Saved entries:
• • • • •
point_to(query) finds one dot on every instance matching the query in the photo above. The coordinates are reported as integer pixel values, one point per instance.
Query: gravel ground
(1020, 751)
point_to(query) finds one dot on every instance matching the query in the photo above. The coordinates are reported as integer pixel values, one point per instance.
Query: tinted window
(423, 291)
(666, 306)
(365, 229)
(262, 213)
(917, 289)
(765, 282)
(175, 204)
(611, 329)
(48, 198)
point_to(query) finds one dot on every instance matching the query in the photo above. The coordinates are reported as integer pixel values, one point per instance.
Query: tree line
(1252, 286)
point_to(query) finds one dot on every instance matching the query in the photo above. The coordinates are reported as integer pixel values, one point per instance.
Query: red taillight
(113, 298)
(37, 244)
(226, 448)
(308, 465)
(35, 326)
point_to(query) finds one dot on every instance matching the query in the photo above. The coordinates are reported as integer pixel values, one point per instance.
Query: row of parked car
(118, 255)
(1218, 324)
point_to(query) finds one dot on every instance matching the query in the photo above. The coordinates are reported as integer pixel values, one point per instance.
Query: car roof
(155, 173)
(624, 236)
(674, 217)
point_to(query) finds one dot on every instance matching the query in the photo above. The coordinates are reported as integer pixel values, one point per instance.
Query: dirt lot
• • • • •
Without leaving anything out, repeat every entry shown above.

> _Answer to the exercise_:
point_to(query) finds one dot on every instance matching the query in the photo above. The coordinates are reported as integer pixel values, one point per instance.
Query: gravel ground
(1020, 751)
point_to(query) finds one dot on every instance matching the query in the photo above. The coordinates are reported as integer pixel values, one point per instance.
Query: tinted window
(423, 291)
(666, 306)
(365, 229)
(262, 213)
(917, 289)
(765, 282)
(175, 204)
(611, 329)
(48, 198)
point_to(query) finds one dot on every instance matching the query in the photo above. The coordinates are reported as integer pixel values, one point per instance.
Query: tree line
(1252, 286)
point_to(query) finds one dot on every instance matching the query in the photo above. The coordinates are reported as integer pixel values, one point per instance.
Query: red taillight
(113, 298)
(37, 244)
(226, 448)
(308, 465)
(35, 326)
point_to(query) finds one dot on every instance matching the query in the photo above. The coordinates are reported as integer pixel values, one point per instance.
Query: row of parked car
(118, 255)
(1218, 324)
point_to(query) finds one dot on every instance matching the query in the photo above. The coordinates are reported as integer pixel values, one point per instance.
Query: car roof
(155, 173)
(624, 236)
(674, 217)
point_to(query) finds one dot on every instance matching the query in the photo above. The coordinates are reported as integer pixel values, one point per instance.
Query: dirt lot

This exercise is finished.